__WHAT TO WORK ON__
Set down all of the data exactly. Pictures stay out of the copy.

[Records excerpted from a collection]

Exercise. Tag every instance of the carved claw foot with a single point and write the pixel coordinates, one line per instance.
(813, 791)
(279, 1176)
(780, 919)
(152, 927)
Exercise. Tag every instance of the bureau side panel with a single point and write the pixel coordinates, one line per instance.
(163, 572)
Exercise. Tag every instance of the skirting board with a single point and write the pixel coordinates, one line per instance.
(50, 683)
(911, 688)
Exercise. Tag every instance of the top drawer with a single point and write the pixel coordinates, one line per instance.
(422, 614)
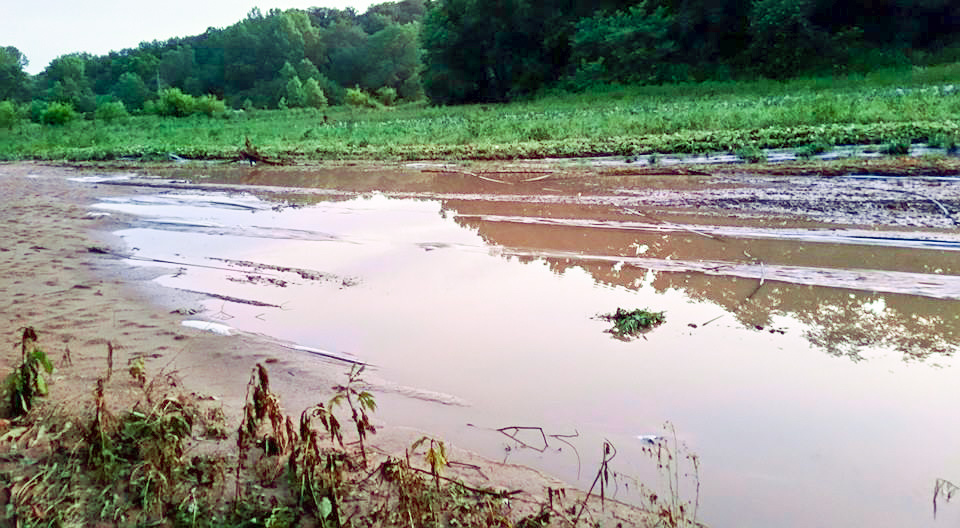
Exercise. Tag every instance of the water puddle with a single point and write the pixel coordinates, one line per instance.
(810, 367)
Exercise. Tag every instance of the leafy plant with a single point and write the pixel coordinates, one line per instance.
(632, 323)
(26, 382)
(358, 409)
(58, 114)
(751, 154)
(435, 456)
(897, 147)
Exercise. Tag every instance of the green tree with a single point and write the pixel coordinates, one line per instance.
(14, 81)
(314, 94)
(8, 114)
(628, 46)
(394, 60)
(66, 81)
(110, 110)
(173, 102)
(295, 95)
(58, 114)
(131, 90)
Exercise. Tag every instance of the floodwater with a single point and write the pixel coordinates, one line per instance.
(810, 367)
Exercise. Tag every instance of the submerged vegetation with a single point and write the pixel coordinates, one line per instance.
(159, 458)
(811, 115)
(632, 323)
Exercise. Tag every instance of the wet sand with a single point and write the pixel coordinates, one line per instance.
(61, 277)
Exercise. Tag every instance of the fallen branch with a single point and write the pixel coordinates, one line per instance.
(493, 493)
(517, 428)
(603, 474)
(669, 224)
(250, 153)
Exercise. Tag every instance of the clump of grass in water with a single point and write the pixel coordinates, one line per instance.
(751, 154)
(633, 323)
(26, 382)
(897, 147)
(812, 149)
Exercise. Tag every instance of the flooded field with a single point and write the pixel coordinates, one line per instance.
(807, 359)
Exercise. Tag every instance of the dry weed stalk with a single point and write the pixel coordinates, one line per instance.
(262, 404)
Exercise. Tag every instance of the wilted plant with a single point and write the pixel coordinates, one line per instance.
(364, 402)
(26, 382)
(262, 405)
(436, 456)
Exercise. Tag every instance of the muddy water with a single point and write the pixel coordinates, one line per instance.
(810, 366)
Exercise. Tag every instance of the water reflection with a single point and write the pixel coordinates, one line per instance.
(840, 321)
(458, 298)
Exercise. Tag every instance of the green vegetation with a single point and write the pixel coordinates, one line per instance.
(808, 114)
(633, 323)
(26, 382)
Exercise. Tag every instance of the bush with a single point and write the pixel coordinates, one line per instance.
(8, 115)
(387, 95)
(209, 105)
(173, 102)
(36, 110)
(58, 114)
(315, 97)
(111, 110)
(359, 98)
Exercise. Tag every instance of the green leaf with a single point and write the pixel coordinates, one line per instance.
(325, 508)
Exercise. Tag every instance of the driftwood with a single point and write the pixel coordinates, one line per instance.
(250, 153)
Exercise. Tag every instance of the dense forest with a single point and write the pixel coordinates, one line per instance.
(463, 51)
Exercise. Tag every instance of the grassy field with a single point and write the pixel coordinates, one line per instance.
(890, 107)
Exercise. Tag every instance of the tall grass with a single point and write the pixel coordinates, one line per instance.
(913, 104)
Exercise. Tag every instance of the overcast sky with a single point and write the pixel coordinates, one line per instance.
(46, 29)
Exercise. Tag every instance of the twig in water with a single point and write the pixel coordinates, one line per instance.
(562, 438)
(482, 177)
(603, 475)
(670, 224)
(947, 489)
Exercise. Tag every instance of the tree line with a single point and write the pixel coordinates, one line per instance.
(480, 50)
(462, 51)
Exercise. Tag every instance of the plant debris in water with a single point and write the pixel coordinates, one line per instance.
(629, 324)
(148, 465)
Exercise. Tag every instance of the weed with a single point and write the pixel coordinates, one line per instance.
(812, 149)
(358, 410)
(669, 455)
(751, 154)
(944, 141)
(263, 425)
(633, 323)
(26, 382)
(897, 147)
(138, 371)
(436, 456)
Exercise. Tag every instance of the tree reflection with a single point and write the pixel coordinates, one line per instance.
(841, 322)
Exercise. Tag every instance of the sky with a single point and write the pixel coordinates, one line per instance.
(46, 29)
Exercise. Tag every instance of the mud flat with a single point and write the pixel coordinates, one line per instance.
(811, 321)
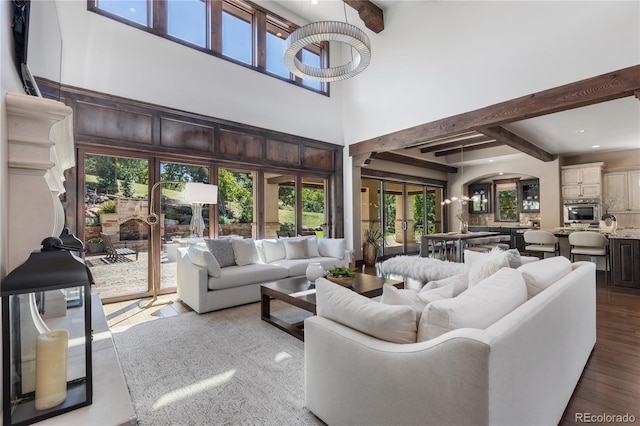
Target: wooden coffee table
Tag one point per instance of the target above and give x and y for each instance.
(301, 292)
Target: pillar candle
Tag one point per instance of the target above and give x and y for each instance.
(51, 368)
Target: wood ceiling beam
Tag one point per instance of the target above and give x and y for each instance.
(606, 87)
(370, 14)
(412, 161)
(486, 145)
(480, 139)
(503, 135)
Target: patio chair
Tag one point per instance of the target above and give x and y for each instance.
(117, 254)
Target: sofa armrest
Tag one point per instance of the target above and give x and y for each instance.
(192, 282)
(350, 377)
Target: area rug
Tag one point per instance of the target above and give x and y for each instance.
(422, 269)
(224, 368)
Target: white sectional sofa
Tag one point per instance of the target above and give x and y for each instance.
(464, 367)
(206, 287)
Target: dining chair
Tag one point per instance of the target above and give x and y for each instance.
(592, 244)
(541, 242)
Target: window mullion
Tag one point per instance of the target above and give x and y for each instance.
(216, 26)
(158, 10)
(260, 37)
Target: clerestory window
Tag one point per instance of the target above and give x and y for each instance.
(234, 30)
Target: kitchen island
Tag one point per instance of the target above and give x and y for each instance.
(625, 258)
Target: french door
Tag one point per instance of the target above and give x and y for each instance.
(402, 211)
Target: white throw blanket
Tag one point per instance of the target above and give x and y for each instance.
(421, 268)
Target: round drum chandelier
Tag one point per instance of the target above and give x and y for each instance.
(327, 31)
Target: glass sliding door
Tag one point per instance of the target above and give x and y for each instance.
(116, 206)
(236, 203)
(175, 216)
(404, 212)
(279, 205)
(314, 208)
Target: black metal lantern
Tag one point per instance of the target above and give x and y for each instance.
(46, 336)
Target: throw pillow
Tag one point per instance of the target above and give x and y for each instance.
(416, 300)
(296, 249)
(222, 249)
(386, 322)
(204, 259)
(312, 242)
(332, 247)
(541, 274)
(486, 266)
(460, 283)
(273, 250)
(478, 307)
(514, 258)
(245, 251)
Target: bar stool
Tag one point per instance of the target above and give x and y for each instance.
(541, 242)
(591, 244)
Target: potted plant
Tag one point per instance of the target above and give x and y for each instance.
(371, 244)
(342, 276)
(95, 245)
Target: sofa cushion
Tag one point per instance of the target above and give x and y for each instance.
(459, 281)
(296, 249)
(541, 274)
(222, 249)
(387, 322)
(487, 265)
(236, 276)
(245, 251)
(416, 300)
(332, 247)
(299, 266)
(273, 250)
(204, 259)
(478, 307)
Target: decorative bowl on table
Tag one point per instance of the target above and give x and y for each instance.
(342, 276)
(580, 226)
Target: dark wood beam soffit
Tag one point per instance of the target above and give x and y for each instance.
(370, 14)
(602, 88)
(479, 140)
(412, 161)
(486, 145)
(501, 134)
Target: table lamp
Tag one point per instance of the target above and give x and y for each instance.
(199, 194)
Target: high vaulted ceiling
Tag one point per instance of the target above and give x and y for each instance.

__ANSWER SPACE__
Exercise. Tag every instance of the carved claw foot with a single point and write the pixel coordinates, one line per instance.
(813, 791)
(279, 1176)
(780, 919)
(152, 927)
Exercise. Tag every instance of the bureau side panel with a single point and write the pixel coordinates, one line per instance.
(163, 572)
Exercise. Tag every instance of the skirting board with a single point and write the pixel coordinates, one line per instance.
(50, 683)
(911, 688)
Exercise. Tag every instance of the top drawer with a single point and write the pixel coordinates, one line per instance.
(422, 614)
Exercise. Tag every instance of the water puddle with a single point and write the pixel coordinates, one line per instance.
(810, 367)
Exercise. Tag every instance of the leafy plant with a single point and write the pixel coordinates, one line per instance.
(632, 323)
(26, 382)
(358, 409)
(58, 114)
(751, 154)
(435, 456)
(897, 147)
Exercise. Tag every instance of the green tree with a single point and write the pixel coordinates, one line per instance.
(14, 81)
(314, 94)
(8, 114)
(628, 46)
(394, 60)
(66, 81)
(110, 110)
(173, 102)
(295, 95)
(58, 114)
(131, 90)
Exercise. Tag every instance of the floodwater with a single point and write the pixel coordinates, one line per instance.
(810, 367)
Exercise. Tag every instance of the submerged vegetation with a single point and write the pixel coordinates, one line per instance.
(159, 458)
(811, 115)
(632, 323)
Exercise. Tag every instance of the wet sand with a single point and write the pixel coordinates, one line per instance.
(61, 277)
Exercise. Tag every instance of the fallen branch with a single point and write the pixel coordinates, one line per instance.
(493, 493)
(517, 428)
(603, 474)
(669, 224)
(250, 153)
Exercise. Tag every instance of the clump of grass in water with a single point and write the pixel coordinates, one line per instance.
(751, 154)
(633, 323)
(26, 382)
(897, 147)
(812, 149)
Exercise. Tag every instance of the flooded field with a single point and write the pixel coordinates, one line per instance.
(807, 359)
Exercise. Tag every instance of the dry weed stalk with a single point and write the pixel coordinates, one line per instance.
(262, 404)
Exercise. Tag every instance of the wilted plant with a single point and write the pixel coordinates, one line per instance.
(364, 402)
(26, 382)
(262, 405)
(436, 456)
Exercise. Tag every instance of the muddy water with a single point and write the pixel coordinates, one line per instance.
(810, 366)
Exercise. Tag every instance of the water reflection with a single point and write the pixel coordinates, one line per instance.
(840, 321)
(458, 298)
Exercise. Tag every instance of the green vegetation with a single point and write the pixel coordinates, one line per instance.
(808, 114)
(633, 323)
(26, 382)
Exercise. Tag every instance of the bush with a single point and write the pixel coordinates, one line per instance.
(8, 115)
(387, 95)
(209, 105)
(173, 102)
(36, 110)
(58, 114)
(315, 97)
(111, 110)
(359, 98)
Exercise. Tag every instance of the green leaf with a single point and write the pixel coordinates, one line per instance.
(325, 508)
Exercise. Tag every instance of the driftwood with a single point and write the pixel coordinates, one line per instance.
(250, 153)
Exercise. Tag every instance of the dense forest with a single point and write the pixel coordinates, one line per instance.
(463, 51)
Exercise. Tag every instance of the grassy field with a single point and write the pixel coordinates, one line per instance.
(890, 107)
Exercise. Tag every instance of the tall grass with a single point and write the pixel coordinates, one line per instance.
(913, 104)
Exercise. Tag every instance of the overcast sky with a single point and write the pixel coordinates, one line per instance.
(46, 29)
Exercise. Tag every instance of the twig in water with a single point and write the pixel coordinates, one line per instance.
(562, 438)
(482, 177)
(603, 475)
(670, 224)
(947, 489)
Exercise. Tag every instance of the tree line with a single point and write the pixel coordinates, one line per instance.
(480, 50)
(462, 51)
Exercise. Tag every instance of the plant debris in water with a single point and write the pixel coordinates, one line per instance.
(629, 324)
(148, 465)
Exercise. Tag every instance of the weed with a single point and write the pixel coordinates, one line per instance.
(812, 149)
(358, 410)
(669, 455)
(751, 154)
(944, 141)
(263, 425)
(633, 323)
(26, 382)
(897, 147)
(138, 371)
(436, 456)
Exercise. Tag every instance of the tree reflection with a single point and write the pixel coordinates, one line per instance.
(841, 322)
Exercise. Tag every instance of the sky with a single point and write the pixel coordinates, one line per instance.
(46, 29)
Exercise. Tag every instance of the mud flat with a single point and write the pixel coordinates, one line per instance.
(811, 321)
Target: wooden coffee table
Tag one point per instance of the target above and give x and y for each instance.
(301, 292)
Target: pillar candle
Tag one point per instance of the target above and give x and y for each instance.
(51, 368)
Target: wood ceiling beam
Tag one point per instance of the target above and give x and y for each instance.
(606, 87)
(370, 14)
(412, 161)
(486, 145)
(480, 139)
(503, 135)
Target: patio chair
Tag one point per instance of the target above and give x and y for each instance.
(117, 254)
Target: sofa armrest
Tag one point per instance of the target above and give x and y for each instance.
(192, 282)
(350, 377)
Target: area rug
Tag one point per instance of the target above and give x and y for each instance.
(422, 269)
(224, 368)
Target: white sectional sofa
Tag one point per instance of the target above and give x and y for each instance.
(464, 367)
(206, 287)
Target: dining chair
Tag one point per instance of the target above and give x and y for each instance.
(592, 244)
(541, 242)
Target: window mullion
Tag one point per instance of the target above and give x and y for each instance.
(216, 26)
(158, 10)
(260, 37)
Target: clerestory window
Tag one point per instance of the target above and give x and y for each instance.
(234, 30)
Target: kitchen island
Tag one point per instance of the target above and give x and y for each instance.
(625, 258)
Target: french door
Tag one point per instance of the target above and give x and y for each instance.
(402, 211)
Target: white throw blanket
Tag one point per instance of the target above and give x and y for each instance.
(421, 268)
Target: round drum chandelier
Tag one point per instance of the target above and give x and y for each instance.
(327, 31)
Target: glass sliding door
Tag one point per instance of the target above and give x and y for each instance.
(116, 206)
(236, 203)
(175, 216)
(404, 212)
(279, 205)
(314, 208)
Target: black metal lantern
Tag one point per instance of the target above and give x and y for each instance.
(46, 336)
Target: throw pillow
Tag one point per instance of the target above and give x and y for each instance.
(416, 300)
(296, 249)
(222, 249)
(386, 322)
(204, 259)
(312, 242)
(332, 247)
(541, 274)
(486, 266)
(460, 283)
(273, 250)
(478, 307)
(514, 258)
(245, 251)
Target: bar stool
Tag one point per instance of the target above and give x and y for each instance.
(541, 242)
(591, 244)
Target: potted plant
Tag one point per instance of the target above and give x and y for each instance.
(371, 244)
(342, 276)
(95, 245)
Target: sofa cushion
Tag one point per instance of the target above and give x and y for each instance.
(459, 281)
(296, 249)
(541, 274)
(222, 249)
(387, 322)
(487, 265)
(236, 276)
(245, 251)
(416, 300)
(332, 247)
(299, 266)
(273, 250)
(204, 259)
(478, 307)
Target: decorative bowl on table
Tag one point per instance of the target above and give x and y for each instance.
(342, 276)
(580, 226)
Target: dark wood beam soffit
Tag one point per instance of the target above and give x and y for each instance.
(370, 14)
(602, 88)
(479, 140)
(412, 161)
(486, 145)
(501, 134)
Target: table lamp
Tag one point per instance of the target above and give x and y for each instance.
(199, 194)
Target: high vaulted ceiling
Tag one point per instance of the target above and give x and y for each instance.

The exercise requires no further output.